* **Work request**
Since only the words are wanted, reproduce every entry exactly and leave the images behind.

Provided records START

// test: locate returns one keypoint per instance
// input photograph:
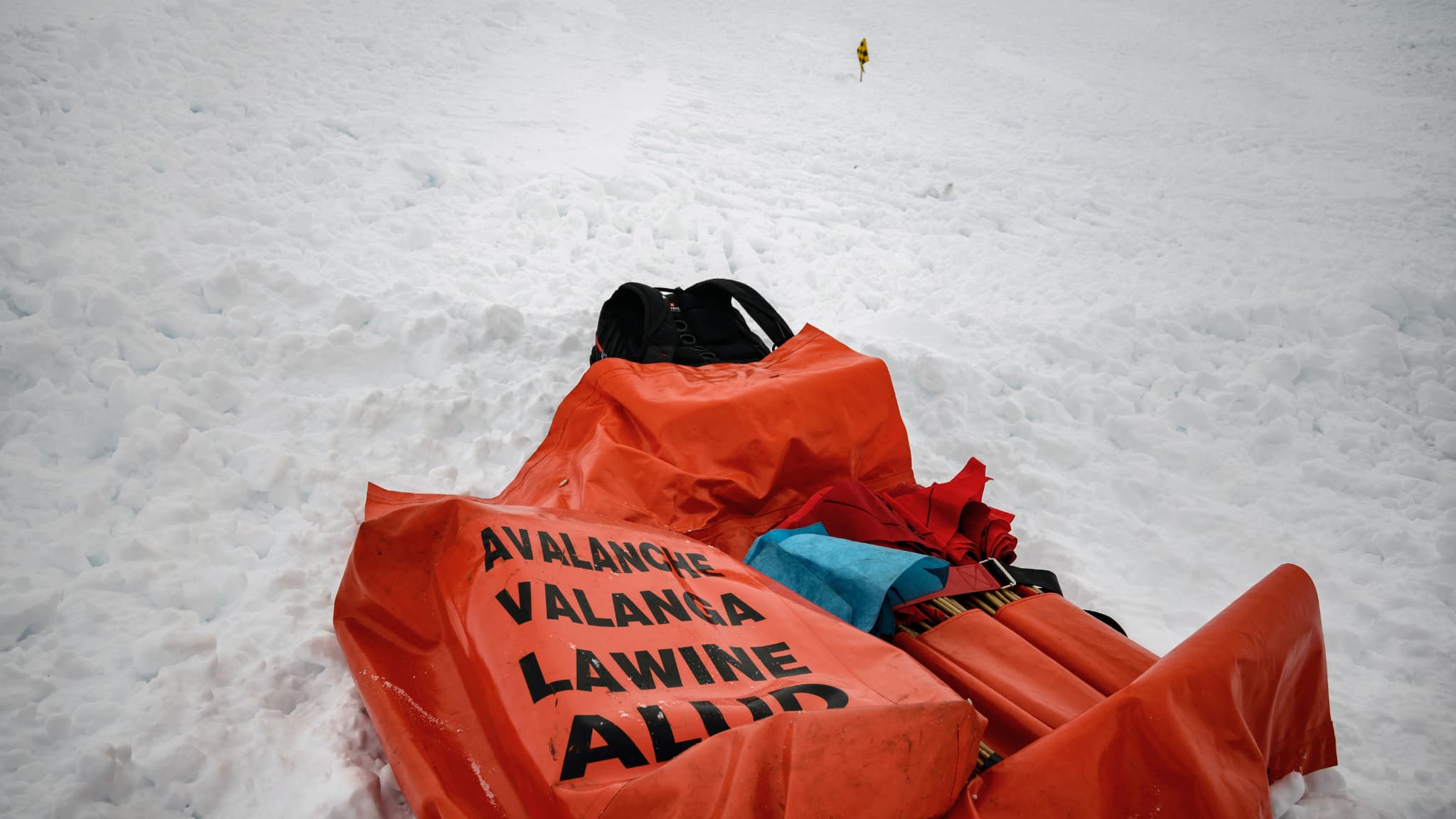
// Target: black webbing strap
(754, 305)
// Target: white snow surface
(1183, 274)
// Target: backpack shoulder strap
(628, 323)
(753, 304)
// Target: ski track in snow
(1179, 274)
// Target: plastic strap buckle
(999, 573)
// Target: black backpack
(693, 326)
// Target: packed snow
(1183, 274)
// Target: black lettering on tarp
(664, 745)
(557, 605)
(571, 550)
(679, 564)
(536, 681)
(695, 665)
(702, 609)
(494, 548)
(519, 608)
(768, 655)
(599, 556)
(701, 563)
(523, 542)
(714, 722)
(550, 550)
(616, 745)
(626, 557)
(647, 669)
(737, 609)
(626, 611)
(658, 563)
(660, 605)
(759, 709)
(788, 697)
(725, 662)
(587, 612)
(592, 674)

Provided records END

* **Output for this exercise**
// test: locate returns one keypoint per instance
// input photograph:
// Target: black webbing strap
(754, 305)
// Target: white snow surface
(1183, 274)
// Target: backpack shoulder strap
(628, 323)
(753, 304)
// Target: ski track in snow
(1179, 274)
// Target: plastic strap buckle
(999, 573)
// Target: black backpack
(693, 326)
// Target: packed snow
(1183, 274)
// Target: black lettering on tarp
(664, 745)
(557, 605)
(571, 550)
(679, 564)
(536, 681)
(695, 665)
(702, 609)
(494, 548)
(519, 608)
(768, 655)
(599, 556)
(701, 563)
(523, 542)
(714, 722)
(550, 550)
(616, 745)
(626, 557)
(647, 669)
(737, 609)
(626, 611)
(658, 563)
(660, 605)
(759, 709)
(788, 697)
(725, 662)
(587, 612)
(592, 674)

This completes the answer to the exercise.